- _Actions to take_
A. From the passage on Indonesian democracy, reproduce word for word the part that opens with the words containing "Such a notion" and closes with "ideas of democracy.".
B. List the components that the opening sentence of the passage on Indonesian democracy, the one beginning "That is, a President", names.

- _Page text_
[start]

That is, a President, a Parliament, a Cabinet, and the recognition of political parties to
represent the interests of the elites themselves. It was in many ways something of a
mechanistic view of democracy; just enough to make it work, but not so far as to
undermine the central role and power of the Parliament and the elites.
     Such a notion of democracy was hardly strong on the ideal of representation, where
Parliament and the politicians were to represent the people. For many of the elite, it was
less a case of government of the people, and more one of government over the people.
This was very much in line with the Javanese concept of power, where, as Kingsbury
shows, " . . . power is abstracted from the influence of ordinary people . . ."
3  True, the
people could vote in elections, but there was still a strong belief in the traditional idea that
the rulers embodied the interests of all the people, so that once elected, the Parliament
should be free to govern as it perceived those interests. Feith recognised this when he
writes:

parliamentary institutions were not seen as fulfilling representative functions. In fact, the idea
of representation was almost entirely absent from Indonesian ideas of democracy.

[end]

- _Raw records_
[start]

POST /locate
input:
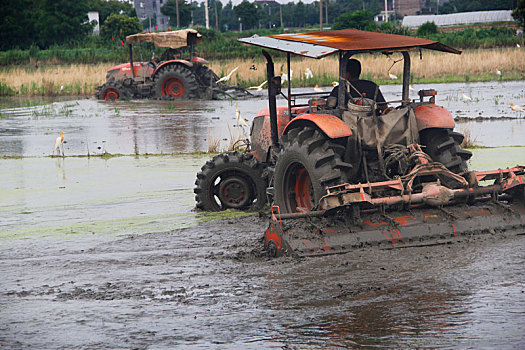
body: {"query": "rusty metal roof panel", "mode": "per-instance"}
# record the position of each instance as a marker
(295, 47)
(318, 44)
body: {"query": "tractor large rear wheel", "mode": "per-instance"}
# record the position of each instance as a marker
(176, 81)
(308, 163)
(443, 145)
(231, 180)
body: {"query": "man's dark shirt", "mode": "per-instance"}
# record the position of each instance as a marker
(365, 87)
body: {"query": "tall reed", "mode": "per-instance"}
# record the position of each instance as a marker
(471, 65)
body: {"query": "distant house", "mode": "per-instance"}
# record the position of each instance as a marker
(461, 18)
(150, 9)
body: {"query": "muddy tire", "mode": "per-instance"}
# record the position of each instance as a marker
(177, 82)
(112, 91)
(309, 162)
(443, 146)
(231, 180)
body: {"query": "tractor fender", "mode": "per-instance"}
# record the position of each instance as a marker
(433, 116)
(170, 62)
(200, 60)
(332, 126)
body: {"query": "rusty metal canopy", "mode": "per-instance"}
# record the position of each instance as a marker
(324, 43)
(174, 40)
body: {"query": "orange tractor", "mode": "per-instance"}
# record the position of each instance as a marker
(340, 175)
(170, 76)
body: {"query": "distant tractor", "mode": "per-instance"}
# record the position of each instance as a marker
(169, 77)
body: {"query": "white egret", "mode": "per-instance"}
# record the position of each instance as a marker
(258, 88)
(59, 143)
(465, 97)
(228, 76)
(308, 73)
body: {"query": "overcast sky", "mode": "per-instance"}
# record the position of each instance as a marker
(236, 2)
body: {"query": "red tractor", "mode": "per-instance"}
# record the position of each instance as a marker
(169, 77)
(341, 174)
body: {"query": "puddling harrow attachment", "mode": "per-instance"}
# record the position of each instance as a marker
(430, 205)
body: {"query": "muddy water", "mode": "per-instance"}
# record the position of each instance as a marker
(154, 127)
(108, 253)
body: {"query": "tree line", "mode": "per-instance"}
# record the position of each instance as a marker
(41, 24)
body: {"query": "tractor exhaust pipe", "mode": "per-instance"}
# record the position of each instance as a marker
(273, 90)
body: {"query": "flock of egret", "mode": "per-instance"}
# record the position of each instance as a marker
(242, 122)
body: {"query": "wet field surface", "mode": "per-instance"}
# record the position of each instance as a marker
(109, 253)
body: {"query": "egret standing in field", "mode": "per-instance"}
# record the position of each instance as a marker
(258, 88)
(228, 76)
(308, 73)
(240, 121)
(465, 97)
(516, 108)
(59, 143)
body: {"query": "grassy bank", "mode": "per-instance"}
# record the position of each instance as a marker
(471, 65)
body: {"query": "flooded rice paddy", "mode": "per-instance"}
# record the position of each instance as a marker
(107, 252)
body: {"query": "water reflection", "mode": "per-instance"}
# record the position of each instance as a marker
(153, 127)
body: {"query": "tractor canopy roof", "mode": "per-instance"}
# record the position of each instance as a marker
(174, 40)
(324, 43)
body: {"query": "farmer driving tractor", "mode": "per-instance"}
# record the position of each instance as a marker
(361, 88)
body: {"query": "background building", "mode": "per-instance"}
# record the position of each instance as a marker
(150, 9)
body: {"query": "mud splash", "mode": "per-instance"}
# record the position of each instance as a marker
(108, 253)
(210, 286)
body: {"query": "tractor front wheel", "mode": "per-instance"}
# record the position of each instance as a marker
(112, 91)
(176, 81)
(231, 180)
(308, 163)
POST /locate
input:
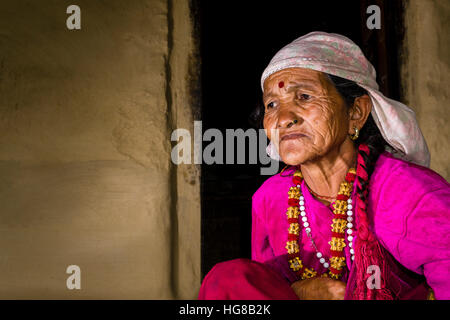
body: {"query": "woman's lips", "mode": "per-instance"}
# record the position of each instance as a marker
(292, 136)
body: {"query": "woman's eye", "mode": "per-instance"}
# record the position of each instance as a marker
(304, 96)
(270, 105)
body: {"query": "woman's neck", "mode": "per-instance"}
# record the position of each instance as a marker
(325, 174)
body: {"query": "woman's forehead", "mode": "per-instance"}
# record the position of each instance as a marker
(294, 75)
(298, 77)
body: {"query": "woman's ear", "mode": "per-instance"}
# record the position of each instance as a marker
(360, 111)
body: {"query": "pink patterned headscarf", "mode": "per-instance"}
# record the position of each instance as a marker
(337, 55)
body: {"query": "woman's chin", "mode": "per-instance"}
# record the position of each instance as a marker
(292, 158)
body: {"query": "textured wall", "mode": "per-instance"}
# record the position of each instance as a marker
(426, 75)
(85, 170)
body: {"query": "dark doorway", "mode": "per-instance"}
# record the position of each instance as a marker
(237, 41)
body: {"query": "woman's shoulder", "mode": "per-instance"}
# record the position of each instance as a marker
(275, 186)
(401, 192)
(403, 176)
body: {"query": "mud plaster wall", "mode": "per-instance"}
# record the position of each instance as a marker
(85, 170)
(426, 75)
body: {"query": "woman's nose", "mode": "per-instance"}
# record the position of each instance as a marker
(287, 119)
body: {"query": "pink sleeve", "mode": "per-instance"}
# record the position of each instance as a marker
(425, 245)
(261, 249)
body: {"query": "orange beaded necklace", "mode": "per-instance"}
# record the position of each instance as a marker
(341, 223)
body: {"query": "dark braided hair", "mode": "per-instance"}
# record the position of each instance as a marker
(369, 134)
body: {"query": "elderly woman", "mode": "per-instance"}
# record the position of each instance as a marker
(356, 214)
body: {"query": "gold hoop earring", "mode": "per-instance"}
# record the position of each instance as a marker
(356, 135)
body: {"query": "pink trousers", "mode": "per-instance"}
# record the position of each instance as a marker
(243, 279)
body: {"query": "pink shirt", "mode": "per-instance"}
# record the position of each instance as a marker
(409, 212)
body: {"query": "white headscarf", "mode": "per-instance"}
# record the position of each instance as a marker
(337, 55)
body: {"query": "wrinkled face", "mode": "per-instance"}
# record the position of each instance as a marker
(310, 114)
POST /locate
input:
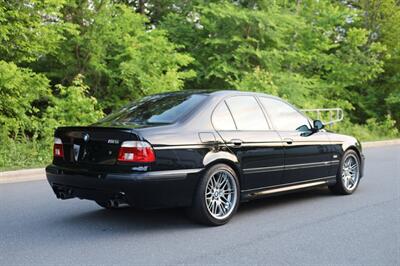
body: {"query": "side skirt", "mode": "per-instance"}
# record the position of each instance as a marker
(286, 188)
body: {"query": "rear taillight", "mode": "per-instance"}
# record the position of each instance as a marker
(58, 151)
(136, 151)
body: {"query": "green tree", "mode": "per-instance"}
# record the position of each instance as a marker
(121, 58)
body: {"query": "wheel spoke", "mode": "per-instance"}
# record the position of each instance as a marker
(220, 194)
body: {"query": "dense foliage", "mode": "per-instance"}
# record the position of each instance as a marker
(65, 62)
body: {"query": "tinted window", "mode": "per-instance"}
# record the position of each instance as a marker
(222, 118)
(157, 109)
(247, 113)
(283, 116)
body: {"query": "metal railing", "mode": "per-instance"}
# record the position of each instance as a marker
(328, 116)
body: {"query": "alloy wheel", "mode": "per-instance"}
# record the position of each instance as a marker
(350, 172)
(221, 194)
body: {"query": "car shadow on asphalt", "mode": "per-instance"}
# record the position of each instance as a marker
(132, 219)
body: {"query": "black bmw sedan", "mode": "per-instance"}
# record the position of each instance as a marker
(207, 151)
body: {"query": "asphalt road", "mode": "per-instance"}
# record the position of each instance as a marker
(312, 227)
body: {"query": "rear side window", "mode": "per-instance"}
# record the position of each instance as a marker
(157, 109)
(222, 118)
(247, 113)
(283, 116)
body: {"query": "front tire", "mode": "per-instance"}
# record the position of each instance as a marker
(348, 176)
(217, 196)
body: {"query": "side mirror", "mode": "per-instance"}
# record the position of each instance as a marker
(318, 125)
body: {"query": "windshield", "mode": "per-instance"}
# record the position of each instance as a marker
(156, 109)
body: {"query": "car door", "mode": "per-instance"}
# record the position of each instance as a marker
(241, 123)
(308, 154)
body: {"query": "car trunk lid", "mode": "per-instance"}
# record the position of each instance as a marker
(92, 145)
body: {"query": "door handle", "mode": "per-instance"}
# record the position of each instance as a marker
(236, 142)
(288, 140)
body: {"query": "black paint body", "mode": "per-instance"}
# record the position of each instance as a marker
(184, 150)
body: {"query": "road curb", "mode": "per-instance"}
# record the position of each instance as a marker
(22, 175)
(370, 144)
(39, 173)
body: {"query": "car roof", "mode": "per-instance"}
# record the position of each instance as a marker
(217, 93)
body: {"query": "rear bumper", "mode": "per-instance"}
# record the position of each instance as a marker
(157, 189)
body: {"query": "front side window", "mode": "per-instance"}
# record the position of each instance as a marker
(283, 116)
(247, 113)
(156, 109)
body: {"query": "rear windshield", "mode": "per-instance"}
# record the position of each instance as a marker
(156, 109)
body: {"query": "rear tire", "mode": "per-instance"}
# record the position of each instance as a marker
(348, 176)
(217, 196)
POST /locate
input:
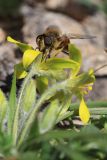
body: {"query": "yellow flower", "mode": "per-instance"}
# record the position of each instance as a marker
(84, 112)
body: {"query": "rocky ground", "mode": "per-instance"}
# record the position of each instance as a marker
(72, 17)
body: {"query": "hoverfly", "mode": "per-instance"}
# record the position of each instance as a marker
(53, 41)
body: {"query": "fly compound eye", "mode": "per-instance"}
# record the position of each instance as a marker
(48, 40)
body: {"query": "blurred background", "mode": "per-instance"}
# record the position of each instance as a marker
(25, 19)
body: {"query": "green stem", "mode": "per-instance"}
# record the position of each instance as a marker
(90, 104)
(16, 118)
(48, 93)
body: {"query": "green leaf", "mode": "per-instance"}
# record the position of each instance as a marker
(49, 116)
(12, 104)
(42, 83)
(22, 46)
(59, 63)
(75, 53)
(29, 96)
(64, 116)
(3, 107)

[end]

- _Task solutions_
A.
Such a notion of democracy was hardly strong on the ideal of representation, where
Parliament and the politicians were to represent the people. For many of the elite, it was
less a case of government of the people, and more one of government over the people.
This was very much in line with the Javanese concept of power, where, as Kingsbury
shows, " . . . power is abstracted from the influence of ordinary people . . ."
3  True, the
people could vote in elections, but there was still a strong belief in the traditional idea that
the rulers embodied the interests of all the people, so that once elected, the Parliament
should be free to govern as it perceived those interests. Feith recognised this when he
writes:

parliamentary institutions were not seen as fulfilling representative functions. In fact, the idea
of representation was almost entirely absent from Indonesian ideas of democracy.

B.
- A President
- A Parliament
- A Cabinet
- Political parties, recognized to represent the interests of the elites